◆ EXTRACT:
BlackHat briefings slides crawler

Detail

The BlackHat archives using JavaScript and JSON to list all sessions and slides download URL after 2018.

All sessions stored sessions.json such as https://www.blackhat.com/us-19/briefings/schedule/sessions.json, we can use Python dictionaries, and JSON library extracts the slides URL.

Project Repositories

Source Code:

https://github.com/bertonhu/BHCrawler

Source Code

#!/usr/bin/env python
# -*- coding: utf-8 -*-
# bhcrawler.py - Crawl all BlackHat briefings slides.
# Project Repos:    https://github.com/bertonhu/bhcrawler
# Author:           https://twitter.com/Berton_Hu
#                   https://bertonhu.com

import requests
import argparse
import json
import os


def crawler(args):
    if args.code:
        htmlcode = requests.get('https://www.blackhat.com/' + args.code + '/briefings/schedule/sessions.json')

◆ AVAILABLE RECORDS:

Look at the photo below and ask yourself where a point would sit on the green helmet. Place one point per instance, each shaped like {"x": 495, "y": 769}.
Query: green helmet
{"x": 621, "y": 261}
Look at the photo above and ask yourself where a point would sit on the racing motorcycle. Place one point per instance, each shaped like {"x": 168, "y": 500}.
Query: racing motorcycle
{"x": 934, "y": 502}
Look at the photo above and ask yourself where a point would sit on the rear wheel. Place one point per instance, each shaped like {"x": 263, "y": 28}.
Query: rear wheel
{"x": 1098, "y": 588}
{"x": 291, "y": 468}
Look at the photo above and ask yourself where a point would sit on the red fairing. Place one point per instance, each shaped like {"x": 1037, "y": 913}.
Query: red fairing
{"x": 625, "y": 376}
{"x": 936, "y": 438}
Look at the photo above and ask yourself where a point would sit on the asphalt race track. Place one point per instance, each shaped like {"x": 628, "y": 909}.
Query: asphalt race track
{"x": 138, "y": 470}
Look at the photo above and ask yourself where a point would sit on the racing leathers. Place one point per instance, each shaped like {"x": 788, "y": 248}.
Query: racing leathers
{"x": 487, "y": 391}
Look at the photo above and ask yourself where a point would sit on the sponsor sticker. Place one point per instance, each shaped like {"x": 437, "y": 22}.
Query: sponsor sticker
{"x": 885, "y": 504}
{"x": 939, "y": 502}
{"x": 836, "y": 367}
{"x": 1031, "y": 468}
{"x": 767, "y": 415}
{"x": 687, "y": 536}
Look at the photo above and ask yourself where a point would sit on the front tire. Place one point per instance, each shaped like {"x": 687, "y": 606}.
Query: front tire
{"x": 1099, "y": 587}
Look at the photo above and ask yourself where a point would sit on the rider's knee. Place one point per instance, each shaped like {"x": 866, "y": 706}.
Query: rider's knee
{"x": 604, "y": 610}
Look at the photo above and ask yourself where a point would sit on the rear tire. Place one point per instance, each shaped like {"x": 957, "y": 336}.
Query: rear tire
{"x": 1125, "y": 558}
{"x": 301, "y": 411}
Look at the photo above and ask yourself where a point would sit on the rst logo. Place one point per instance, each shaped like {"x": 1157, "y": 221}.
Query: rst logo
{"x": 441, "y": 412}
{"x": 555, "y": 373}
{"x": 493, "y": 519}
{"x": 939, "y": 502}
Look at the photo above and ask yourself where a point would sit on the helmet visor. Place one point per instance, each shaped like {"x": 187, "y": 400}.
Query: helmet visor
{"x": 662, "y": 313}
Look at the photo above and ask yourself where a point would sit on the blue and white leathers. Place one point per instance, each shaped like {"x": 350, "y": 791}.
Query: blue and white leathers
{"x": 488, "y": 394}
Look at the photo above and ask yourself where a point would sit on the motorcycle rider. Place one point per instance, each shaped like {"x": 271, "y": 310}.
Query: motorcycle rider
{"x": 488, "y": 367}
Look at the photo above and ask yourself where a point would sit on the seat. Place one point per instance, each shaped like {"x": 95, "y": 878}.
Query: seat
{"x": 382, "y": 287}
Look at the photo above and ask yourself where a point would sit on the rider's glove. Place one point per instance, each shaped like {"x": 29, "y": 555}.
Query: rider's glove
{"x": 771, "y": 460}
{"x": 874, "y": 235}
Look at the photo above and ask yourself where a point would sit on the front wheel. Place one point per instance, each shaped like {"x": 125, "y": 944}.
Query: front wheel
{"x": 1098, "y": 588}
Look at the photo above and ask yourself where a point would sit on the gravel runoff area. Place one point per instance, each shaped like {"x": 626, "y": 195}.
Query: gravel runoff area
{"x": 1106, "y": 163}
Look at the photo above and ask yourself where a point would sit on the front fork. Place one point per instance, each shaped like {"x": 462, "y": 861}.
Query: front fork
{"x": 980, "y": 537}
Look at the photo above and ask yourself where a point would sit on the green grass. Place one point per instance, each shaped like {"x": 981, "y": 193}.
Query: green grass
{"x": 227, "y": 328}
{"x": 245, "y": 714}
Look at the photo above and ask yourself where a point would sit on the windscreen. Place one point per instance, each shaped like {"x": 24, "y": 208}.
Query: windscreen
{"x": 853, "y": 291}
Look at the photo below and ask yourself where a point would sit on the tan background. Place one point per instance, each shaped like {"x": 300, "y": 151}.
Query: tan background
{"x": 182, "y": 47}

◆ EXERCISE INSTRUCTIONS:
a: Show every line of the records that contains the word "blue", copying each one in full.
b: Carry the page on the BlackHat slides crawler further, beginning directly after its final line.

◆ ANSWERS TO THE EXERCISES:
a:
Look at the photo above and ask yourself where a point would sit on the blue and white leathers. Place one point per instance, each shaped like {"x": 350, "y": 791}.
Query: blue and white leathers

b:
        htmlcode.encoding = 'utf-8'
        json_dic = htmlcode.json()

        for item in json_dic['sessions']:
            slides = json_dic['sessions'][item]['bh_files']['slides']['url']
            whitepapers = json_dic['sessions'][item]['bh_files']['whitepaper']['url']
            source_code = json_dic['sessions'][item]['bh_files']['source_code']['url']
            try:
                fo = open('./' + args.code + '.txt', mode='a')
                if slides != "":
                    fo.write(slides.encode('utf-8').strip() + '\n')
                if whitepapers != "":
                    fo.write(whitepapers.encode('utf-8').strip() + '\n')
                if source_code != "":
                    fo.write(source_code.encode('utf-8').strip() + '\n')
            except:
                print 'Error'
        print 'BlackHat ' + args.code + ' briefings slides URL written to ' + args.code + '.txt!'
    else:
        print "Please input event code."


def main():
    parser = argparse.ArgumentParser(description='BlackHat Slides Crawler - Crawl all BlackHat briefings slides URL.')
    parser.add_argument('-code', help='BlackHat event code: us-18, eu-18, asia-18', required=True)
    args = parser.parse_args()
    crawler(args)


if __name__ == '__main__':
    main()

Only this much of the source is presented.